= Text passage =
Energy conditions are not physical constraints per se, but are rather mathematically imposed boundary conditions that attempt to capture a belief that "energy should be positive".[1] Many energy conditions are known to not correspond to physical reality—for example, the observable effects of dark energy are well-known to violate the strong energy condition.[2][3]

In general relativity, energy conditions are often used (and required) in proofs of various important theorems about black holes, such as the no hair theorem or the laws of black hole thermodynamics.

Motivation

In general relativity and allied theories, the distribution of the mass, momentum, and stress due to matter and to any non-gravitational fields is described by the energy–momentum tensor (or matter tensor) \( T^{{ab}} \). However, the Einstein field equation is not very choosy about what kinds of states of matter or non-gravitational fields are admissible in a spacetime model. This is both a strength, since a good general theory of gravitation should be maximally independent of any assumptions concerning non-gravitational physics, and a weakness, because without some further criterion the Einstein field equation admits putative solutions with properties most physicists regard as unphysical, i.e. too weird to resemble anything in the real universe even approximately.

= Actions to take =
1. From the listing below, pull out every line that contains the word "black".
2. Continue the passage on energy conditions in general relativity, starting right after its last sentence.

= Data =
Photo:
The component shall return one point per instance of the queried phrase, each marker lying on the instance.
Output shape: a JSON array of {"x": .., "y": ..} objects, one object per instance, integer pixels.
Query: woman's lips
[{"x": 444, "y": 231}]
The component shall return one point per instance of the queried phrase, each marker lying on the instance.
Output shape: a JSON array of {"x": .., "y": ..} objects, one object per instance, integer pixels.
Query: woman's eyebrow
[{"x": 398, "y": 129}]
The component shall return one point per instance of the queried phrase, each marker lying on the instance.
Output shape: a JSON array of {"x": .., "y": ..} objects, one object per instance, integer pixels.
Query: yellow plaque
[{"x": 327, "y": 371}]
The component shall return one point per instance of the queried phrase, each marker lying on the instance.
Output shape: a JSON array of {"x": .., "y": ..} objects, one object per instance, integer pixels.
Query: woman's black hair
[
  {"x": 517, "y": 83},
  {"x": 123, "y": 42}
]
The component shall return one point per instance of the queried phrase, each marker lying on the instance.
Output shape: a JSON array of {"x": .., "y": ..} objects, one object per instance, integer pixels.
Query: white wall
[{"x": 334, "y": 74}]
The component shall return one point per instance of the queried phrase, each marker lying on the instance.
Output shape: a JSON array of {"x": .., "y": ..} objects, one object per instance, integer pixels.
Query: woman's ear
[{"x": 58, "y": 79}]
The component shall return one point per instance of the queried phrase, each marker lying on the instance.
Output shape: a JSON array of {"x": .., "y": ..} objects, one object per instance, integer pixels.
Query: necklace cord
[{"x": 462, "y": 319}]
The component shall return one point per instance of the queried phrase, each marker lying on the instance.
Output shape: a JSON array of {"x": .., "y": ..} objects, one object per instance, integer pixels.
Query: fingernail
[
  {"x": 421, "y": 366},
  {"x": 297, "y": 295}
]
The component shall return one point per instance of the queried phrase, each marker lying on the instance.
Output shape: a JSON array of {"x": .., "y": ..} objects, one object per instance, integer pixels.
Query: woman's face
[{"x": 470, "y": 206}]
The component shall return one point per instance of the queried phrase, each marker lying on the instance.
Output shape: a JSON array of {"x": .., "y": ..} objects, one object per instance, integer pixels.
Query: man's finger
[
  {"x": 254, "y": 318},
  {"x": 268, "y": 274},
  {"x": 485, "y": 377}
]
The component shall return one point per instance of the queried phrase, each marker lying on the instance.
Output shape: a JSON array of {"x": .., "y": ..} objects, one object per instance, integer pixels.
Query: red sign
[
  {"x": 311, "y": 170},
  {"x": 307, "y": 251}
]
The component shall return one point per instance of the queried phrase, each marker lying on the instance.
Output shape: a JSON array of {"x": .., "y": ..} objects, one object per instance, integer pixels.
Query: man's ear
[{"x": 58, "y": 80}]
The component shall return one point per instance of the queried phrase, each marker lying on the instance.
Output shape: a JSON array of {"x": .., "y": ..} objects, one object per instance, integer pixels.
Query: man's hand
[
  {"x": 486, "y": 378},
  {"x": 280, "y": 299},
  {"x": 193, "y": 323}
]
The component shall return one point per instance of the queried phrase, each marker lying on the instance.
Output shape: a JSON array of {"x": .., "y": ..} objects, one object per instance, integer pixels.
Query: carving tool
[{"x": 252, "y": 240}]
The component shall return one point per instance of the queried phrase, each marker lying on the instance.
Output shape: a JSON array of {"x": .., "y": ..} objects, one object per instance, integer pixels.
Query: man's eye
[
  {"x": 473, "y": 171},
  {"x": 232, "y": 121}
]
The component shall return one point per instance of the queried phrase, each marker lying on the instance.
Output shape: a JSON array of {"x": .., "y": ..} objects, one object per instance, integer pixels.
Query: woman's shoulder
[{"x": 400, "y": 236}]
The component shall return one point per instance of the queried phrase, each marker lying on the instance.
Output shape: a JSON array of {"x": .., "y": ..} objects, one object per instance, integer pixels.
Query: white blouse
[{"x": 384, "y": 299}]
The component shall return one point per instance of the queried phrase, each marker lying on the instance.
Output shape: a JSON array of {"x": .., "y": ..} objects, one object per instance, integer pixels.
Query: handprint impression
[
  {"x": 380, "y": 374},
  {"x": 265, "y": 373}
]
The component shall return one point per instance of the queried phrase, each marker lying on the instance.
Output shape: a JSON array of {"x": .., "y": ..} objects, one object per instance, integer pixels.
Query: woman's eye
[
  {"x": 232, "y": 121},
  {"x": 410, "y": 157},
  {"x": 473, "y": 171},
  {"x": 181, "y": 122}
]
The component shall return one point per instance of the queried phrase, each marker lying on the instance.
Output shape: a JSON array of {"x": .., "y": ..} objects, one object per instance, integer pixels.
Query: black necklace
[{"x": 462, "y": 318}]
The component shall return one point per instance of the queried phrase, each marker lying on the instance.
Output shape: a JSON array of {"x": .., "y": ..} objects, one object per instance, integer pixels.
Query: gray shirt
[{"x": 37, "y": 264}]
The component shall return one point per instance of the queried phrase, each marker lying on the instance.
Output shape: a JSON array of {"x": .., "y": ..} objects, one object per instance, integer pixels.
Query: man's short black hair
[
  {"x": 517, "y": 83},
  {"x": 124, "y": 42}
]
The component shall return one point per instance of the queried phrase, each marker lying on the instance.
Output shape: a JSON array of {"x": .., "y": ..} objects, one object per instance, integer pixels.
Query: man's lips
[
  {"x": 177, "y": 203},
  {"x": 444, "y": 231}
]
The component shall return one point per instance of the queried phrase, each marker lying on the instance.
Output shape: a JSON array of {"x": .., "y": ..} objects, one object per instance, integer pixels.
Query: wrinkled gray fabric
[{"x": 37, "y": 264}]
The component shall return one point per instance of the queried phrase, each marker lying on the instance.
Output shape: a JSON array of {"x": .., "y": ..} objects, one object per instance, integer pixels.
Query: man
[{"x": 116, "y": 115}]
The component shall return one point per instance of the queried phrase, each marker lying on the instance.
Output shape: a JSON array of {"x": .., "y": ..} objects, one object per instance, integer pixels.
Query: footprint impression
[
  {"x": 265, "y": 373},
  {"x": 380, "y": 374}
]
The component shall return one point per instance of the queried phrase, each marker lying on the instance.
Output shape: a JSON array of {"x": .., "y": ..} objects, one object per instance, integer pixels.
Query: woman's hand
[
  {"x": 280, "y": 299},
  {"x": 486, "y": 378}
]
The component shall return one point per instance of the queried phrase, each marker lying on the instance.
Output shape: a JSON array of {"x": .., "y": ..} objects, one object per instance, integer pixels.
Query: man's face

= Answers by task =
1.
Query: woman's black hair
Query: black necklace
Query: man's short black hair

2.
The energy conditions represent such criteria. Roughly speaking, they crudely describe properties common to all (or almost all) states of matter and all non-gravitational fields that are well-established in physics while being sufficiently strong to rule out many unphysical "solutions" of the Einstein field equation.

Mathematically speaking, the most apparent distinguishing feature of the energy conditions is that they are essentially restrictions on the eigenvalues and eigenvectors of the matter tensor. A more subtle but no less important feature is that they are imposed eventwise, at the level of tangent spaces. Therefore, they have no hope of ruling out objectionable global features, such as closed timelike curves.
Some observable quantities

In order to understand the statements of the various energy conditions, one must be familiar with the physical interpretation of some scalar and vector quantities constructed from arbitrary timelike or null vectors and the matter tensor.

First, a unit timelike vector field \( {\vec {X}} \) can be interpreted as defining the world lines of some family of (possibly noninertial) ideal observers. Then the scalar field

\( {\displaystyle \rho =T_{ab}X^{a}X^{b}} \)

can be interpreted as the total mass-energy density (matter plus field energy of any non-gravitational fields) measured by the observer from our family (at each event on his world line). Similarly, the vector field with components \( {\displaystyle -{T^{a}}_{b}X^{b}} \) represents (after a projection) the momentum measured by our observers.

Second, given an arbitrary null vector field \( {\displaystyle {\vec {k}},} \) the scalar field

\( {\displaystyle \nu =T_{ab}k^{a}k^{b}} \)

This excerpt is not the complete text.